WHAT YOU HAVE TO DO:
Please convert everything from the start of the data down to the line containing "0, 337, 105, 373", including that line, into a JSON list of strings with one string per line, skipping blank lines. Leave the pictures out of the answer.

>> START EXTRACTED INFORMATION

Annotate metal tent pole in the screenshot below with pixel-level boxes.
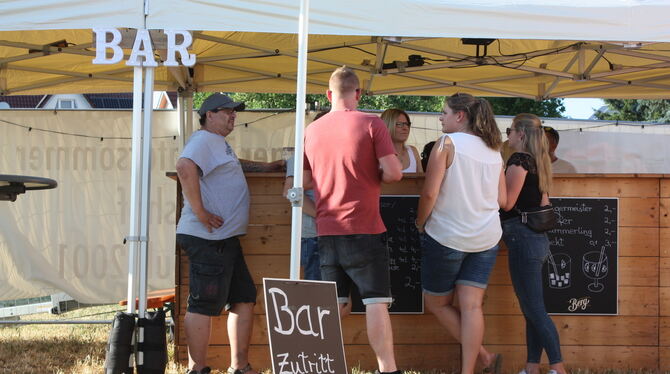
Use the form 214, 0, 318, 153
136, 67, 154, 366
126, 66, 143, 313
290, 0, 309, 279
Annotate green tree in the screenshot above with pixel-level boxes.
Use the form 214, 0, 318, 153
193, 92, 565, 117
486, 97, 565, 118
595, 99, 670, 123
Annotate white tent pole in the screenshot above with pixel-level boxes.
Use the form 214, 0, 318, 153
136, 67, 154, 366
184, 90, 193, 140
137, 67, 154, 318
291, 0, 309, 279
127, 66, 143, 313
177, 91, 186, 152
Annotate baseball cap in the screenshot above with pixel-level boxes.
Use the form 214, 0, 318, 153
198, 93, 245, 117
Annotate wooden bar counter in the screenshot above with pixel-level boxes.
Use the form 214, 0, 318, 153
170, 173, 670, 373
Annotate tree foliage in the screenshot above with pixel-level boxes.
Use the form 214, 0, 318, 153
193, 92, 565, 117
595, 99, 670, 123
486, 97, 565, 118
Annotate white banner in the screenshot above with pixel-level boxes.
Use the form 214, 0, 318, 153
0, 110, 670, 303
0, 111, 178, 303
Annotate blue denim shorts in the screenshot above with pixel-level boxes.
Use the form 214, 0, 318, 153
177, 234, 256, 316
421, 233, 498, 296
319, 233, 393, 305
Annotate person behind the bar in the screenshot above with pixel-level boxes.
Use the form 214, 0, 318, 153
380, 109, 423, 173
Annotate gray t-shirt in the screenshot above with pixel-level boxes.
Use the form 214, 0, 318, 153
177, 130, 249, 240
286, 157, 316, 238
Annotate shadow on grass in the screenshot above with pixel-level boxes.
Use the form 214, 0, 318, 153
0, 337, 105, 373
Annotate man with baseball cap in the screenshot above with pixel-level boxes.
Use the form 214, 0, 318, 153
177, 93, 284, 374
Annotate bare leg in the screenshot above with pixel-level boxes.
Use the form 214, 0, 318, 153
423, 292, 495, 366
365, 304, 398, 372
228, 303, 256, 374
456, 285, 485, 374
184, 312, 212, 370
524, 362, 540, 374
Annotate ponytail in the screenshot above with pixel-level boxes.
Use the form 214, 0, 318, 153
446, 93, 502, 151
512, 113, 553, 194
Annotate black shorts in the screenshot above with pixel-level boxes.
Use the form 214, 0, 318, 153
319, 233, 393, 305
177, 234, 256, 316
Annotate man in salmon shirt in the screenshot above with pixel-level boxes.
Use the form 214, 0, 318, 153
304, 67, 402, 374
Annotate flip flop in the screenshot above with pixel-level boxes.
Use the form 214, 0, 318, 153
482, 353, 502, 374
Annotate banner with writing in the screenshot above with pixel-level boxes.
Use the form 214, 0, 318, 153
263, 278, 348, 374
542, 198, 619, 314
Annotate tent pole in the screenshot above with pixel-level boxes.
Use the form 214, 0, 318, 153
177, 91, 186, 148
184, 93, 193, 140
126, 66, 143, 313
136, 67, 154, 366
290, 0, 309, 279
137, 67, 155, 318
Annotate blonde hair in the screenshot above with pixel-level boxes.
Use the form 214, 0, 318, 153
512, 113, 552, 193
445, 93, 502, 151
379, 108, 411, 145
328, 66, 360, 94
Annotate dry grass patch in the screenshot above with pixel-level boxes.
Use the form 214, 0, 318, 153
0, 305, 670, 374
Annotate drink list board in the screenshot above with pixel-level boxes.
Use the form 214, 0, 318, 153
351, 195, 423, 314
542, 198, 619, 314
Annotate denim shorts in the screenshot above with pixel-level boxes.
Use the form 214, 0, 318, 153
177, 234, 256, 316
421, 233, 498, 296
300, 238, 321, 280
319, 233, 393, 305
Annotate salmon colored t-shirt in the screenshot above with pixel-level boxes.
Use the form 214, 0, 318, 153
304, 110, 395, 236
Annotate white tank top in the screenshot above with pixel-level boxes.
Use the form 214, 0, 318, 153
402, 145, 416, 173
426, 133, 502, 252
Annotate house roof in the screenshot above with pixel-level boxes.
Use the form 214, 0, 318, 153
0, 95, 46, 109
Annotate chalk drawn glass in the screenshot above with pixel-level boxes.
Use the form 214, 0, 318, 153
547, 253, 572, 289
582, 247, 609, 292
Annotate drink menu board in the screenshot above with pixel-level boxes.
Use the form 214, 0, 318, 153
542, 198, 619, 314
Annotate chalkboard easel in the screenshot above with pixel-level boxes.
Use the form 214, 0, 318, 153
351, 195, 423, 314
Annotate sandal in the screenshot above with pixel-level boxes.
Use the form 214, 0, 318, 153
226, 363, 252, 374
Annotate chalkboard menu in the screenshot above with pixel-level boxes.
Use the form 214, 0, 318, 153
263, 278, 348, 374
542, 198, 619, 314
351, 195, 423, 314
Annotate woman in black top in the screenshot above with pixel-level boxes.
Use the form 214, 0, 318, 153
500, 114, 566, 374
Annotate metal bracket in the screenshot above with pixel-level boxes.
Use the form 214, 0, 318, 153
123, 236, 149, 244
286, 187, 303, 207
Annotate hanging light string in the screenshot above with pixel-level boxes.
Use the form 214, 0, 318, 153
0, 112, 670, 141
0, 112, 279, 141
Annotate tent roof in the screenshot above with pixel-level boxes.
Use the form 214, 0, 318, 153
0, 0, 670, 99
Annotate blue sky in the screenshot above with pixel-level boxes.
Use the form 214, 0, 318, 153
563, 99, 605, 119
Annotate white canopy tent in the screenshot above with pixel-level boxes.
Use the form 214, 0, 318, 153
0, 0, 670, 310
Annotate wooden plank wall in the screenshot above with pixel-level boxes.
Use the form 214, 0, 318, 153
176, 174, 670, 373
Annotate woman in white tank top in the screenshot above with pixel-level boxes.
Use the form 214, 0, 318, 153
381, 109, 423, 173
416, 94, 506, 374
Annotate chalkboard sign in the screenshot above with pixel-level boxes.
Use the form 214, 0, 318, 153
351, 195, 423, 314
542, 198, 619, 314
263, 278, 347, 374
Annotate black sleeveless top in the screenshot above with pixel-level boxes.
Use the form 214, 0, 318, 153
500, 152, 542, 221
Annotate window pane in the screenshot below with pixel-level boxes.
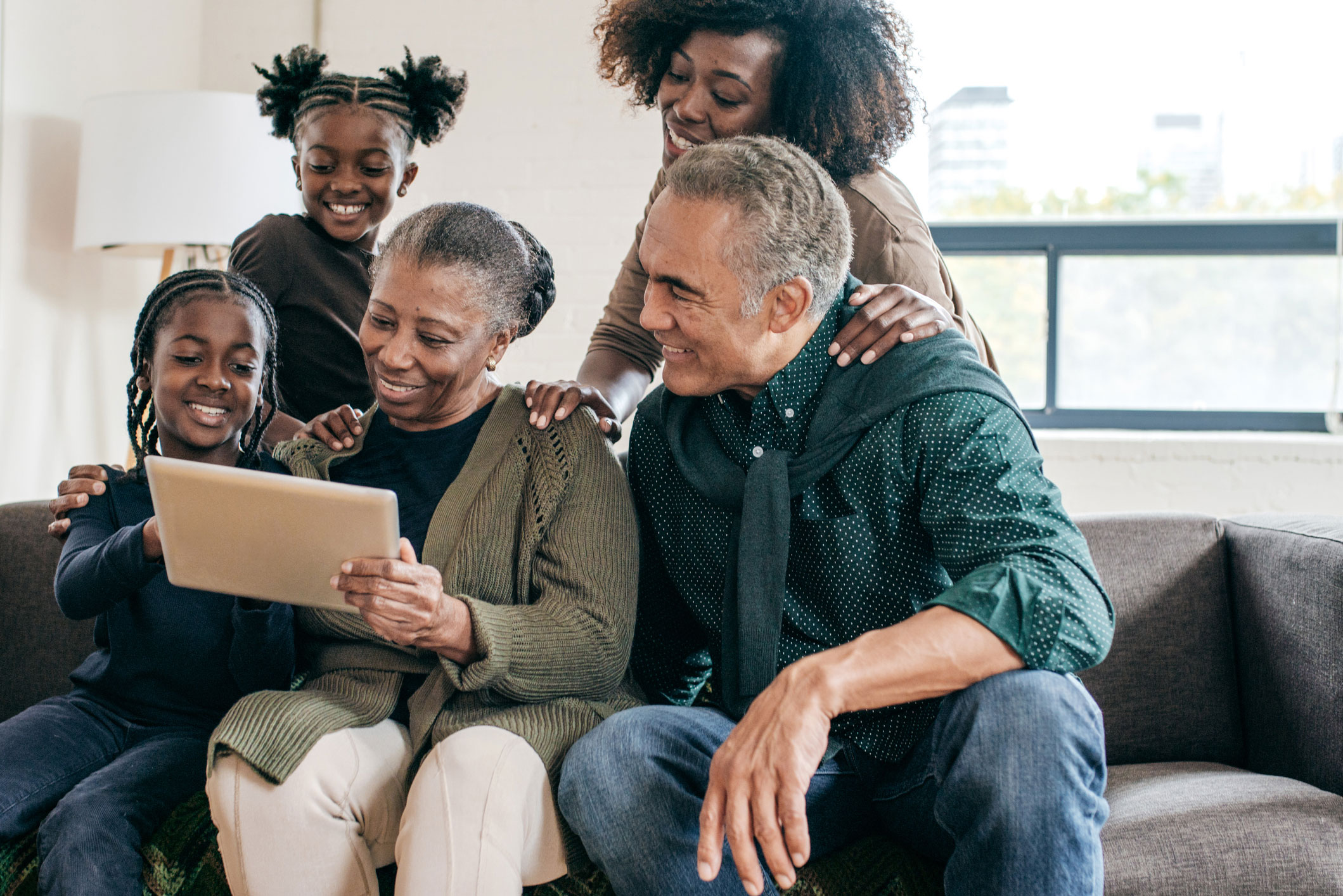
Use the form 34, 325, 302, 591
947, 255, 1049, 408
1058, 255, 1340, 411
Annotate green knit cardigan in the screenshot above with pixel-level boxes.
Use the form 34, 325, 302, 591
208, 385, 641, 867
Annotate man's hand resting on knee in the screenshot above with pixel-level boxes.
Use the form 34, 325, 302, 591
697, 606, 1025, 896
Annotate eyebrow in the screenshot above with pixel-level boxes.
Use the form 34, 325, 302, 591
173, 333, 257, 352
672, 47, 754, 93
368, 298, 462, 335
653, 274, 704, 298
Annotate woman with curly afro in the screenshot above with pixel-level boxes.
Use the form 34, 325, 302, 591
528, 0, 994, 438
239, 46, 466, 444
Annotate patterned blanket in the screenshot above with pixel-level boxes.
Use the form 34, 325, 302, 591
0, 793, 943, 896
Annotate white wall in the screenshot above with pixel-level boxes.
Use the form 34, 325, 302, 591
0, 0, 1343, 513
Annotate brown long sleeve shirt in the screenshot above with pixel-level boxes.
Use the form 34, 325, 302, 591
588, 168, 998, 373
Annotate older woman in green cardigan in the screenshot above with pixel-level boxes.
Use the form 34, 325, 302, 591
207, 203, 638, 896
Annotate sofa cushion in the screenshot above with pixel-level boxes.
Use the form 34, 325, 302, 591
1102, 762, 1343, 896
1223, 513, 1343, 800
0, 501, 93, 720
1077, 513, 1242, 764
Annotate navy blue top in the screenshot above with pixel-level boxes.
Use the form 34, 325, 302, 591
56, 456, 294, 729
330, 402, 494, 558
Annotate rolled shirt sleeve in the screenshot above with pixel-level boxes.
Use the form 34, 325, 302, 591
901, 394, 1115, 672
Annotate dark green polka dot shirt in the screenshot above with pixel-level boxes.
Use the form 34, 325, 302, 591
630, 307, 1114, 762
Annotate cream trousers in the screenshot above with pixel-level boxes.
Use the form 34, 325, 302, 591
205, 720, 565, 896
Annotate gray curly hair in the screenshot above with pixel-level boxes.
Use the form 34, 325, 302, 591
666, 137, 853, 320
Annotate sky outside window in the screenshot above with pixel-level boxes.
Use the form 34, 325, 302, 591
890, 0, 1343, 219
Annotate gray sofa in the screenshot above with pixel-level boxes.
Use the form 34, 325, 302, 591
0, 502, 1343, 896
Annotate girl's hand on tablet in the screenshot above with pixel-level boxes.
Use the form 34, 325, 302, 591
294, 404, 364, 451
331, 539, 479, 665
47, 463, 122, 541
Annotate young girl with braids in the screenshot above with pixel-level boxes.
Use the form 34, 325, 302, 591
47, 46, 466, 539
228, 46, 466, 445
0, 270, 294, 896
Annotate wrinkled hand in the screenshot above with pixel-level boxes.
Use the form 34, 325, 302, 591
698, 660, 830, 896
47, 463, 122, 541
294, 404, 364, 451
331, 539, 475, 662
830, 283, 956, 367
525, 380, 620, 442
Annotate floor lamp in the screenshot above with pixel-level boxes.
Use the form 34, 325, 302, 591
75, 90, 300, 279
75, 90, 300, 467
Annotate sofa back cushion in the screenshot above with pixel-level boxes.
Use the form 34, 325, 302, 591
1077, 513, 1243, 764
0, 501, 94, 720
1223, 513, 1343, 794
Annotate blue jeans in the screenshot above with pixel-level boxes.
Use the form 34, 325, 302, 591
0, 692, 210, 896
559, 670, 1109, 896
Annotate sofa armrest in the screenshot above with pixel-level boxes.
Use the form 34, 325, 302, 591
1223, 513, 1343, 794
0, 501, 93, 720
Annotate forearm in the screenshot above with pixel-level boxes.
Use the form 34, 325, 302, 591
577, 348, 653, 421
800, 607, 1025, 719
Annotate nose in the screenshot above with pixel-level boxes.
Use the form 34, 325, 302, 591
672, 82, 709, 125
639, 282, 676, 333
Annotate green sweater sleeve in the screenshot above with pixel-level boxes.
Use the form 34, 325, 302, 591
442, 414, 639, 703
901, 392, 1115, 672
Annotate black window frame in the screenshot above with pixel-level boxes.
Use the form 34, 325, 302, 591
929, 219, 1343, 433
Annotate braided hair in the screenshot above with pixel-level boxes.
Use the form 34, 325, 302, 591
369, 203, 555, 338
252, 44, 466, 153
126, 267, 280, 480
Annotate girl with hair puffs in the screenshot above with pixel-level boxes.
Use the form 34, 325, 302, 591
47, 46, 466, 537
0, 270, 294, 896
528, 0, 994, 438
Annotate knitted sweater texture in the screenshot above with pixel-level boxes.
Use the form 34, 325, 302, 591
210, 385, 639, 867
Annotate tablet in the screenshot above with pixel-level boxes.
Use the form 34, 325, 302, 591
145, 457, 400, 613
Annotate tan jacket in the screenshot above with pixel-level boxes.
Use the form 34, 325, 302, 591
588, 168, 998, 373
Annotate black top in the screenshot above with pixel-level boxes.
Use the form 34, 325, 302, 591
56, 456, 294, 731
228, 215, 373, 421
330, 402, 494, 558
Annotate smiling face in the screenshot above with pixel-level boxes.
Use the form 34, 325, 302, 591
138, 299, 267, 464
658, 31, 781, 168
293, 106, 418, 251
639, 189, 818, 398
359, 258, 511, 430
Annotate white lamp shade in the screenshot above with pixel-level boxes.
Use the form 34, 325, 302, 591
75, 90, 300, 255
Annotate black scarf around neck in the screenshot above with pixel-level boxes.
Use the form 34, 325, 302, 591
639, 298, 1034, 719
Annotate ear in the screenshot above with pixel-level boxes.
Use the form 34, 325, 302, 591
402, 161, 419, 187
764, 277, 811, 333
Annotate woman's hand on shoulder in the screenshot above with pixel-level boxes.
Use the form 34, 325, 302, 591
830, 283, 956, 367
331, 539, 477, 663
527, 380, 620, 442
47, 463, 122, 541
294, 404, 364, 451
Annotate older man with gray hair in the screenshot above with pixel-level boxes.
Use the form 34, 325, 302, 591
560, 137, 1114, 896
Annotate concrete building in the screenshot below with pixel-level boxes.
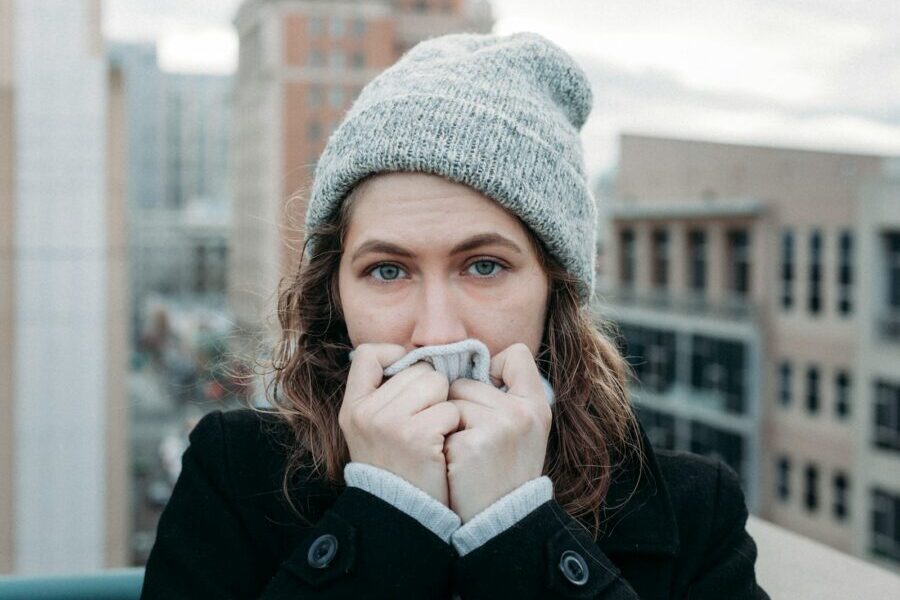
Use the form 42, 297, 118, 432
0, 0, 129, 574
599, 135, 900, 562
230, 0, 493, 342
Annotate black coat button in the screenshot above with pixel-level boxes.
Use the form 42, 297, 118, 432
559, 550, 588, 585
306, 533, 337, 569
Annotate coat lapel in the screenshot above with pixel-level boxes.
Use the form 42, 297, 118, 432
597, 426, 679, 555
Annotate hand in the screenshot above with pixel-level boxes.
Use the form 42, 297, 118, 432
338, 344, 460, 507
444, 344, 552, 523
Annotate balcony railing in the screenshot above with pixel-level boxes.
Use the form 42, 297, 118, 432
0, 516, 900, 600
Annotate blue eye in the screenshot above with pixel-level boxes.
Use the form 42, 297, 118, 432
469, 260, 503, 277
369, 263, 403, 281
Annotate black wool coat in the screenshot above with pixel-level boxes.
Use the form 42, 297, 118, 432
141, 409, 768, 600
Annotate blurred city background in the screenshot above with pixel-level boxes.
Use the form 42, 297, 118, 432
0, 0, 900, 574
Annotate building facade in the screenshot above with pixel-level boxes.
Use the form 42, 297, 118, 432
230, 0, 493, 344
0, 0, 129, 574
600, 135, 900, 564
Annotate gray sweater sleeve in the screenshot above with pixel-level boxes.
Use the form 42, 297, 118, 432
344, 462, 553, 556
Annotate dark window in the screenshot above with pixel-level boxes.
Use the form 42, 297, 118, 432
691, 421, 746, 481
806, 366, 819, 413
619, 324, 676, 394
653, 229, 669, 289
803, 465, 819, 512
834, 371, 850, 419
619, 229, 637, 287
781, 229, 794, 309
872, 381, 900, 451
837, 231, 853, 315
636, 406, 675, 450
808, 229, 822, 314
872, 488, 900, 562
832, 471, 850, 521
778, 361, 794, 406
728, 229, 750, 297
884, 232, 900, 313
688, 230, 706, 293
691, 335, 746, 414
775, 456, 791, 501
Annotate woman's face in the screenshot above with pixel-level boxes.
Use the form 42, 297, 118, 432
338, 172, 549, 356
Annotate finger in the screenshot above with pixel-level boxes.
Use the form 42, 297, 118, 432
379, 367, 450, 417
344, 344, 406, 402
411, 402, 461, 436
447, 379, 506, 408
448, 399, 496, 429
491, 344, 545, 398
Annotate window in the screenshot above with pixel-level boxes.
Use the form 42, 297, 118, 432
690, 421, 745, 482
306, 121, 322, 142
329, 17, 346, 37
806, 366, 819, 414
306, 85, 322, 108
353, 17, 366, 37
778, 360, 793, 406
306, 16, 324, 35
803, 464, 819, 512
872, 381, 900, 451
834, 370, 850, 419
329, 49, 347, 69
688, 230, 706, 294
619, 324, 676, 394
872, 488, 900, 562
728, 229, 750, 298
691, 335, 746, 414
837, 231, 853, 315
781, 229, 794, 310
884, 232, 900, 314
653, 229, 669, 289
831, 471, 850, 521
807, 229, 822, 315
619, 229, 636, 288
328, 86, 344, 108
309, 48, 325, 67
775, 456, 791, 502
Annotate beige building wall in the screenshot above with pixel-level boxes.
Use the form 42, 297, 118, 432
98, 63, 131, 568
609, 135, 888, 568
0, 0, 16, 573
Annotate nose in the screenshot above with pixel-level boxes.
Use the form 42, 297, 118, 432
410, 277, 466, 348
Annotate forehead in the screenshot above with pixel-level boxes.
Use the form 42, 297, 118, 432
347, 172, 527, 239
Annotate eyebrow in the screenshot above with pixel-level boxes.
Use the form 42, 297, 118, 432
350, 233, 522, 262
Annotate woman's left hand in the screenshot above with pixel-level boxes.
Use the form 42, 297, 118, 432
444, 344, 552, 523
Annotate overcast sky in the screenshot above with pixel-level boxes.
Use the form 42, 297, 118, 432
104, 0, 900, 176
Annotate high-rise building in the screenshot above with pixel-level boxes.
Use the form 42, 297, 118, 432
0, 0, 129, 574
230, 0, 493, 346
599, 135, 900, 576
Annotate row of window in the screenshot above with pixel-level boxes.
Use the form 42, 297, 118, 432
635, 404, 747, 485
618, 323, 747, 414
778, 360, 852, 420
306, 15, 366, 38
781, 229, 854, 316
307, 48, 366, 69
619, 228, 750, 298
775, 455, 850, 521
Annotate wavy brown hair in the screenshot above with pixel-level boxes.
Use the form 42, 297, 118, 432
253, 178, 644, 539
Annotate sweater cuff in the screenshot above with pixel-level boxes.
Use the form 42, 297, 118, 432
450, 475, 553, 556
344, 462, 460, 544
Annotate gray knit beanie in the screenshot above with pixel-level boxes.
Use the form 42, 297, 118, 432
306, 32, 596, 304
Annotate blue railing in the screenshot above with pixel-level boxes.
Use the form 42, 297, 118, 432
0, 567, 144, 600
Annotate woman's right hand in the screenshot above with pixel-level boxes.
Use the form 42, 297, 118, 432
338, 344, 460, 507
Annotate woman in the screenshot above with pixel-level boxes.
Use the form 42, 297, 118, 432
143, 33, 767, 600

>> END EXTRACTED INFORMATION

THE REPLY:
[
  "Annotate metal tent pole in the screenshot below with pixel-level boxes.",
  "Use the form 214, 0, 318, 153",
  "136, 67, 154, 366",
  "126, 66, 143, 313",
  "290, 0, 309, 279",
  "Annotate green tree in the screenshot above with pixel-level boxes.",
  "Use the form 214, 0, 318, 153",
  "193, 92, 565, 117",
  "486, 97, 565, 118",
  "595, 99, 670, 123",
  "Annotate white tent pole in the screenshot above with pixel-level boxes.",
  "Use the form 214, 0, 318, 153",
  "136, 67, 154, 366",
  "184, 90, 193, 140",
  "137, 67, 154, 318",
  "291, 0, 309, 279",
  "127, 66, 143, 313",
  "177, 91, 186, 152",
  "Annotate baseball cap in the screenshot above with pixel-level boxes.",
  "Use the form 214, 0, 318, 153",
  "198, 93, 245, 117",
  "Annotate wooden bar counter in the screenshot above with pixel-level boxes.",
  "Use the form 214, 0, 318, 153",
  "170, 173, 670, 373",
  "Annotate tree foliage in the screenshot above with pixel-level boxes.",
  "Use the form 214, 0, 318, 153",
  "193, 92, 565, 117",
  "595, 99, 670, 123",
  "486, 97, 565, 118",
  "Annotate white banner in the screenshot above with pixel-level boxes.",
  "Use the form 214, 0, 318, 153",
  "0, 110, 670, 303",
  "0, 111, 178, 303",
  "Annotate blue denim shorts in the screenshot above with pixel-level boxes.",
  "Use the form 214, 0, 318, 153",
  "177, 234, 256, 316",
  "421, 233, 498, 296",
  "319, 233, 393, 305",
  "Annotate person behind the bar in the screenshot above with pixel-level boxes.",
  "Use the form 214, 0, 318, 153",
  "380, 109, 423, 173",
  "Annotate gray t-shirt in the screenshot above with pixel-level boxes.",
  "Use the form 214, 0, 318, 153",
  "177, 130, 249, 240",
  "286, 157, 316, 238",
  "Annotate shadow on grass in the screenshot above with pixel-level boxes.",
  "Use the form 214, 0, 318, 153",
  "0, 337, 105, 373"
]